Passage source ->

Richard Martineau Samedi, 23 mai 2020 05:00 : J’ai bien aimé un tweet de l’auteur-compositeur Stéphane Venne, cette semaine.
https://www.journaldemontreal.com/2020/05/23/des-chochottes
« C’est vraiment bizarre qu’on évalue les contraintes anti-COVID non en fonction de leur efficacité mais de leur confort.
« Faut pas que ça dérange trop. Ni que ça change nos habitudes.
« Imaginez cette attitude à Londres en 1941 sous les bombes allemandes. »
LE CONFORT ET L’INDOLENCE
Venne (qui a perdu Renée Claude, sa plus grande interprète, il y a quelques jours) a parfaitement raison.
On veut lutter contre le virus... mais sans rien changer !
Comme les soldats qui font la guerre en contrôlant des drones à partir de bureaux climatisés situés à des milliers de kilomètres du front.
« Jane ? Je vais exécuter un leader d’Al-Qaïda dans une demi-heure, puis j’arrive à la maison pour souper. Garde mon assiette au chaud. »
Je suis en train de lire Le Monde d’hier de l’écrivain autrichien Stefan Zweig, un bouquin qui a été publié en 1941.
Zweig parle de tous les malheurs qu’ont vécus les gens de sa génération.
« Jamais une génération n’est tombée comme la nôtre d’une telle puissance intellectuelle dans une telle décadence morale. Nous avons labouré d’un bout à l’autre le champ de toutes les catastrophes imaginables. Tous les chevaux de l’Apocalypse se sont rués à travers mon existence : la révolution et la famine, les épidémies et l’émigration, le fascisme, le national-socialisme, le bolchevisme, deux guerres mondiales, la crise, la barbarie... »

[Données de pointage d'expressions référentielles]

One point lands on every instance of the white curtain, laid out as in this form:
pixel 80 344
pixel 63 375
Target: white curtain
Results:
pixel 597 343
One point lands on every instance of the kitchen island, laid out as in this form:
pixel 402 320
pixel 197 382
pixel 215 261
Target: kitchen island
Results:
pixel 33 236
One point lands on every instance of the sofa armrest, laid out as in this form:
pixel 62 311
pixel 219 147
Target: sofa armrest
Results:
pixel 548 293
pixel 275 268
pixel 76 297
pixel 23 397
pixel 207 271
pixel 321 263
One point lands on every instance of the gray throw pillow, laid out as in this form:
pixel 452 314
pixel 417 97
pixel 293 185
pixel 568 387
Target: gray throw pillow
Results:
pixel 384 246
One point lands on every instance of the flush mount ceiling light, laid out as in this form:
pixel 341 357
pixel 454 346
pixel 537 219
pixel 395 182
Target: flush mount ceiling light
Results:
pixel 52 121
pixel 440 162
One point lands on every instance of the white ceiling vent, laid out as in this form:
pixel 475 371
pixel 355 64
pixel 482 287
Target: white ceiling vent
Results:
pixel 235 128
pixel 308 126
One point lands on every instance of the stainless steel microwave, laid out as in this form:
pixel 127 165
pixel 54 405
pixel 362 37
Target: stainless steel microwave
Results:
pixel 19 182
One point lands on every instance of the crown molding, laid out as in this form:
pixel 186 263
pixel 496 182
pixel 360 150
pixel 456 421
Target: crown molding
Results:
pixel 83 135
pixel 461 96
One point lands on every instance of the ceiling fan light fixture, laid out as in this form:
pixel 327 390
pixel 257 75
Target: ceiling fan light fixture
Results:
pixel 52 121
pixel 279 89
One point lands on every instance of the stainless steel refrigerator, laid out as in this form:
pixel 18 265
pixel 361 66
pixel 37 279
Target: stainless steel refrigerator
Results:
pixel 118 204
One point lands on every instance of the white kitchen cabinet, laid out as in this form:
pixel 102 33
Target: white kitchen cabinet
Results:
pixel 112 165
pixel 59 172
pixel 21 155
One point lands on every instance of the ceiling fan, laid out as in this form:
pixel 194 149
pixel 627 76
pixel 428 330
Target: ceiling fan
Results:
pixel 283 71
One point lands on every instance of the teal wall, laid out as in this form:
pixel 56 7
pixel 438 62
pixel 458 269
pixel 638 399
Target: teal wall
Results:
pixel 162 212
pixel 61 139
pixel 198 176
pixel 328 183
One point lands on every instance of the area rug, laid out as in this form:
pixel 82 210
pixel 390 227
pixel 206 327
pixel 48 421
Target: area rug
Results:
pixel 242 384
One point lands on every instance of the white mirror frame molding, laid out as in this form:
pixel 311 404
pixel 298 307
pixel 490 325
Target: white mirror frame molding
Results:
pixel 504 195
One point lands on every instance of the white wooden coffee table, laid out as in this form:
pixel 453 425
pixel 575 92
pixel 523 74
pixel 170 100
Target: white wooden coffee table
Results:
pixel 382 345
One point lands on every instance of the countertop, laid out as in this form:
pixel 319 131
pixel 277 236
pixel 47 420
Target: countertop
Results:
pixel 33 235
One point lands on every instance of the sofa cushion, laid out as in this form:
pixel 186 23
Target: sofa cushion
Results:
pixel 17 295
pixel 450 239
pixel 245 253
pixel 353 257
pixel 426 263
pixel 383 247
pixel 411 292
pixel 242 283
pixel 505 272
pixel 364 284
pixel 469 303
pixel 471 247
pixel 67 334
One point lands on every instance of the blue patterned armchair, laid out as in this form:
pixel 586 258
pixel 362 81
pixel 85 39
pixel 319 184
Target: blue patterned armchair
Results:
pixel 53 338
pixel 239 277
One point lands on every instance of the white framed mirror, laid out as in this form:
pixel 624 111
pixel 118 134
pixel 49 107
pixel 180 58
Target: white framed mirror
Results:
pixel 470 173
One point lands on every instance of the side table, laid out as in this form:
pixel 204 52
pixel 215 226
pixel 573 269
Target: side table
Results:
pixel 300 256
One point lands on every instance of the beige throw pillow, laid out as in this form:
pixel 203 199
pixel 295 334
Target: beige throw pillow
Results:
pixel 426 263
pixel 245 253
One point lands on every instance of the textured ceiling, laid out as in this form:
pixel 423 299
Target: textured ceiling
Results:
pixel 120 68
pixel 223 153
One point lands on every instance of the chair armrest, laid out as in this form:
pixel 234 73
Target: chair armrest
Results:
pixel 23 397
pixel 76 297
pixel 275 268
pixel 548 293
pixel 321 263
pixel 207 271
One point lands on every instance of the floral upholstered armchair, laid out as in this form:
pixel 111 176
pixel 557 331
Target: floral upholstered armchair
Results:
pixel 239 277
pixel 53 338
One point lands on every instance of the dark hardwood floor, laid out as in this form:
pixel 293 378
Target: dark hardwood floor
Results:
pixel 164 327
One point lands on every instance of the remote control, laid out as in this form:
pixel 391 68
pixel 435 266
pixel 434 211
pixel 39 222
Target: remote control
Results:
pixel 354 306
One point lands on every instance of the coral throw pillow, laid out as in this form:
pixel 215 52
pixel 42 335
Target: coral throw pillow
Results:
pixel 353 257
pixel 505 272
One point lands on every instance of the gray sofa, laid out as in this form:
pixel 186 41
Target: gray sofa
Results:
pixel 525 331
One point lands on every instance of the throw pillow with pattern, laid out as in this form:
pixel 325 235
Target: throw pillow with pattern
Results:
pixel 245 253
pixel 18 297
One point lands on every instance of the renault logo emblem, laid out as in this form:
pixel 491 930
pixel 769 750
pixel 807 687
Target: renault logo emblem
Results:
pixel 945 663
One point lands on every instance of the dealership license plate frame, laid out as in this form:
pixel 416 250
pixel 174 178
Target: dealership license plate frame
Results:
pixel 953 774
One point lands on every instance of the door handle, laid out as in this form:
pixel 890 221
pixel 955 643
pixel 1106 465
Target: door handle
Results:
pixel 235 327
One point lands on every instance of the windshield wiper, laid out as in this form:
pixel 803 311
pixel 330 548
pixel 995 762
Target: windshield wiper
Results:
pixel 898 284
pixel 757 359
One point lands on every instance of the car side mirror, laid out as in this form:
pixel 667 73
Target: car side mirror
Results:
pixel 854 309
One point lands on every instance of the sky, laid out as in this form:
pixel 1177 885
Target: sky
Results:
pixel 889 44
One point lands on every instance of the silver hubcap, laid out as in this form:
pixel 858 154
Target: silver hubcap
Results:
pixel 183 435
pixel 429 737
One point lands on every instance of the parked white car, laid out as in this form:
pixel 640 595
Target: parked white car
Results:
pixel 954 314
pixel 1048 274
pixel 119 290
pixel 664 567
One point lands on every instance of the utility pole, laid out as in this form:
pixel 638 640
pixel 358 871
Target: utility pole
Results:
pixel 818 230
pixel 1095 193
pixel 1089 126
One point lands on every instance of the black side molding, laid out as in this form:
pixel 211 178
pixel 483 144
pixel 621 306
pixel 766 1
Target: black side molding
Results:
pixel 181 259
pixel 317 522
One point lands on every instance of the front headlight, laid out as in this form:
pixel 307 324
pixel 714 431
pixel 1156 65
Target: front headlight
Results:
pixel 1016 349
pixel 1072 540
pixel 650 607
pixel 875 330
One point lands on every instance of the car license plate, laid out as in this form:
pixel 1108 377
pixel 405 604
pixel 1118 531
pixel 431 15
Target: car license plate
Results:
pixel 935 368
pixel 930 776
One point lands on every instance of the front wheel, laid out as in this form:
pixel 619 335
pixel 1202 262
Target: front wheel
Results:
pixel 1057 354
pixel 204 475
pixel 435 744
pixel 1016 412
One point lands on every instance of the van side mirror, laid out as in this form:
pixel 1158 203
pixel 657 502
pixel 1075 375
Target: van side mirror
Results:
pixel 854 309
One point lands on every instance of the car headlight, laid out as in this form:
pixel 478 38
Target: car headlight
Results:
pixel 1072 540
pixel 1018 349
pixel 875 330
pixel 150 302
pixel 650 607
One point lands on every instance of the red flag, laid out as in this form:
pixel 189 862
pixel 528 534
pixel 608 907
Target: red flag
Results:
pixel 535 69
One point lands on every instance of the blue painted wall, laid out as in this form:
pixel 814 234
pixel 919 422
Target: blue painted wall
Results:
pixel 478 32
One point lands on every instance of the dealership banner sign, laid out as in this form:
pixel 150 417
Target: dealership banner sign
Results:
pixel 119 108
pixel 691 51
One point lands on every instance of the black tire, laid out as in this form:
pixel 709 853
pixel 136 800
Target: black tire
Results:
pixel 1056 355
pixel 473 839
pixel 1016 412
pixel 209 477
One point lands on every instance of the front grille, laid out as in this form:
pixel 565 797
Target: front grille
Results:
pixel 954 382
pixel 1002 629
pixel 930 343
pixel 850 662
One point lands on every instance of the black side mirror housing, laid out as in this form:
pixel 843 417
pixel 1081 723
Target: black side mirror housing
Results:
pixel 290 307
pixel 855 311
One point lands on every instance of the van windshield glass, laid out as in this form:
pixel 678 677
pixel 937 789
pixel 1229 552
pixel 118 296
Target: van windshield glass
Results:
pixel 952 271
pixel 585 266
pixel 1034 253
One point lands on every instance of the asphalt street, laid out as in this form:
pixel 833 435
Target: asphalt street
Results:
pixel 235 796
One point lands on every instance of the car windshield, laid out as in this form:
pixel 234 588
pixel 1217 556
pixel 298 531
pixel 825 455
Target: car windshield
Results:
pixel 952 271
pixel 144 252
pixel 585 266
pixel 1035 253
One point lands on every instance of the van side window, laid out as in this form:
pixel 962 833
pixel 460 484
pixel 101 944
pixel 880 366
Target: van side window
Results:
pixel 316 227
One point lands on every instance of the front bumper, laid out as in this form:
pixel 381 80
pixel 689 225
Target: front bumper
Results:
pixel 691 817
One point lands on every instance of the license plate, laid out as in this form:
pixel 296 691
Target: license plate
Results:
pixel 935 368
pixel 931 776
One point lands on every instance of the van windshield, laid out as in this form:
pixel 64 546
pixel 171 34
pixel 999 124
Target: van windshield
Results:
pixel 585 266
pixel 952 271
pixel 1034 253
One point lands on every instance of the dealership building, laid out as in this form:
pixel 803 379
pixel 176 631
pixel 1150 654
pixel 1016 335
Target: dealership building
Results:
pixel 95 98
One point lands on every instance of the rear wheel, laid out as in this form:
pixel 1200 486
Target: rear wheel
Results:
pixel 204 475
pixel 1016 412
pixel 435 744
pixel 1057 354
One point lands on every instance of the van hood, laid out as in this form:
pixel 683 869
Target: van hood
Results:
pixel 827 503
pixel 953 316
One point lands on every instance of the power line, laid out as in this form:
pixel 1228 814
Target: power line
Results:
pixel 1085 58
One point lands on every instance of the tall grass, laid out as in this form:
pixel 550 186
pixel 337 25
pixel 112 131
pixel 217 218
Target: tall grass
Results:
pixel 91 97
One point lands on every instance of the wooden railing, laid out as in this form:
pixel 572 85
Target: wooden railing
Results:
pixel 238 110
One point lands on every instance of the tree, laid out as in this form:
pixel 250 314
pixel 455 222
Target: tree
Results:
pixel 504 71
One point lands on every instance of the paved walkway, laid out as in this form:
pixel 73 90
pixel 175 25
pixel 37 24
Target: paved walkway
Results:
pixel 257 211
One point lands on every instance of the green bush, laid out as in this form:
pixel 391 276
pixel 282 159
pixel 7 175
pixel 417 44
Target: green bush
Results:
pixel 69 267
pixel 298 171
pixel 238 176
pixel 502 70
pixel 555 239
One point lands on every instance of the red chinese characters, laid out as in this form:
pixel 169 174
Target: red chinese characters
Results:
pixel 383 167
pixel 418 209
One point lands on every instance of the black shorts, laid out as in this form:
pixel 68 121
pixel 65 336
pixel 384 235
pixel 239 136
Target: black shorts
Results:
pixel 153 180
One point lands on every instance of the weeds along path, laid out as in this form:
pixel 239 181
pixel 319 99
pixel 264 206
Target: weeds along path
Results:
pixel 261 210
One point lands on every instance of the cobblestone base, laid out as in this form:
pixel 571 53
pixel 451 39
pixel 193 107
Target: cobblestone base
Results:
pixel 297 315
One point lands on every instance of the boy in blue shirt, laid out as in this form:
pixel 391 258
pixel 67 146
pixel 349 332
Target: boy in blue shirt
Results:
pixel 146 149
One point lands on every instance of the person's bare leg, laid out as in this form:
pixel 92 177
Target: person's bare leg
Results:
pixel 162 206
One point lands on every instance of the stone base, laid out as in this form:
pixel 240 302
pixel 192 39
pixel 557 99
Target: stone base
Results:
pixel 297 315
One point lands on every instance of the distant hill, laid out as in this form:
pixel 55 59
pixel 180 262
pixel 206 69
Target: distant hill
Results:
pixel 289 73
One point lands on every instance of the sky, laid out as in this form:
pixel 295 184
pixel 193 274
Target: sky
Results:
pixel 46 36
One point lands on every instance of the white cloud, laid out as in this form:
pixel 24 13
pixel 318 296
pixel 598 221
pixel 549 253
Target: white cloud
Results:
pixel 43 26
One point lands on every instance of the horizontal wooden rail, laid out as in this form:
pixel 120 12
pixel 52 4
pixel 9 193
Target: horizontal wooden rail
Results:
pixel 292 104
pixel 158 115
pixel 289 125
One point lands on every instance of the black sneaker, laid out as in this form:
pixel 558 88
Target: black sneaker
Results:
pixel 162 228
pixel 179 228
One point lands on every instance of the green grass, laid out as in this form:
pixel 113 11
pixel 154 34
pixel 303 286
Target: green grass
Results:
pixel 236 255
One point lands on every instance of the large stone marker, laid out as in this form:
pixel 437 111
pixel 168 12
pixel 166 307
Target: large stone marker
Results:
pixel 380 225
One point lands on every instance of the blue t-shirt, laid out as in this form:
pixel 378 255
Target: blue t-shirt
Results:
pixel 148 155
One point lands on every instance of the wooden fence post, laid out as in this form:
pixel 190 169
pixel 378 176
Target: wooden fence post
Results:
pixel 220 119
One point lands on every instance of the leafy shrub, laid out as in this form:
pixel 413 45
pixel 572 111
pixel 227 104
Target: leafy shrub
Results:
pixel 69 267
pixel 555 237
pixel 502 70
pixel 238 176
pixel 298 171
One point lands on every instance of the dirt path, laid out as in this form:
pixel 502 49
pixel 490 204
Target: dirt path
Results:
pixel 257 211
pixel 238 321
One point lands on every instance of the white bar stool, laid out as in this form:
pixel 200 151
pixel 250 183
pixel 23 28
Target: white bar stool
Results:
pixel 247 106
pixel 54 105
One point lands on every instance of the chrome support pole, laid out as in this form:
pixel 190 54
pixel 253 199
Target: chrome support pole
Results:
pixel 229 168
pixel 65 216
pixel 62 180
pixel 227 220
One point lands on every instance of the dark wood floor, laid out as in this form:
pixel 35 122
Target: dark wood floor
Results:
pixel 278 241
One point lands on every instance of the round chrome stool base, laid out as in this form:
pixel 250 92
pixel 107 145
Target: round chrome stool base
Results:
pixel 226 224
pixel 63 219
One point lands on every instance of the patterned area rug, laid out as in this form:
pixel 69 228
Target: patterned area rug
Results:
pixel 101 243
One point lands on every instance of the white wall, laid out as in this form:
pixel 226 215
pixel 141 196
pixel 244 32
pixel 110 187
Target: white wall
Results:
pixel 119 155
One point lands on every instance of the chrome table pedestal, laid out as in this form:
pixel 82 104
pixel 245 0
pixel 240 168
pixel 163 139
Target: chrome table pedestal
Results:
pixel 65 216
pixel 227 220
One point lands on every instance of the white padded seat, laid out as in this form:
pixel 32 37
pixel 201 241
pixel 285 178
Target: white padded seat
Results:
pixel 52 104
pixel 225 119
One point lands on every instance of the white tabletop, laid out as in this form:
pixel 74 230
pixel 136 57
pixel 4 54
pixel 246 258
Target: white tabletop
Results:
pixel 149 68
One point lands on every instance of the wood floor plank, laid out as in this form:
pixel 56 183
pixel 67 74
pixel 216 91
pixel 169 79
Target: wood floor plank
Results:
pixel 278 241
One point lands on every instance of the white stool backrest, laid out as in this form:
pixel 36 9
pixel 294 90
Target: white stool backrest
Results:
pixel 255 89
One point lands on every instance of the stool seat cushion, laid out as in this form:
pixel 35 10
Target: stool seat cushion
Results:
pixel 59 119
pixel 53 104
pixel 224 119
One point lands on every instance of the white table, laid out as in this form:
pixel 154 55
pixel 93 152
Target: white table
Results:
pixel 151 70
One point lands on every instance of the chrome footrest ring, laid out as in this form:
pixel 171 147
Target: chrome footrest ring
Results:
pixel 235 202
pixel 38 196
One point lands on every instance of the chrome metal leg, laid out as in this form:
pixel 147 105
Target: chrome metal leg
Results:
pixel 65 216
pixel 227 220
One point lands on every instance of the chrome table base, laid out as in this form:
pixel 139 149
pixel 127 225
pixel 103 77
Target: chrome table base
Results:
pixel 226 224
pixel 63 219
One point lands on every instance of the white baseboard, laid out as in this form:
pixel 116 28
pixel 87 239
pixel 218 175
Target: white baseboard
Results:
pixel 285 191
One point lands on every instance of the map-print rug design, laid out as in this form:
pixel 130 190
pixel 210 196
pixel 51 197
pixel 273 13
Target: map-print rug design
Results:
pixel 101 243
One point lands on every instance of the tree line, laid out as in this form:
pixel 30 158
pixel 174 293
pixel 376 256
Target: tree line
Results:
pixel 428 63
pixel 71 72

Actions demandées ->
1 - Renvoyez sans rien modifier tout le passage de la chronique, depuis « Richard Martineau Samedi, 23 » jusqu'à « rien changer ! ».
2 - D'après la chronique, en quelle année le livre Le Monde d'hier de Stefan Zweig a-t-il été publié ?

Réponses par tâche ->
1 -
Richard Martineau Samedi, 23 mai 2020 05:00 : J’ai bien aimé un tweet de l’auteur-compositeur Stéphane Venne, cette semaine.
https://www.journaldemontreal.com/2020/05/23/des-chochottes
« C’est vraiment bizarre qu’on évalue les contraintes anti-COVID non en fonction de leur efficacité mais de leur confort.
« Faut pas que ça dérange trop. Ni que ça change nos habitudes.
« Imaginez cette attitude à Londres en 1941 sous les bombes allemandes. »
LE CONFORT ET L’INDOLENCE
Venne (qui a perdu Renée Claude, sa plus grande interprète, il y a quelques jours) a parfaitement raison.
On veut lutter contre le virus... mais sans rien changer !

2 - En 1941.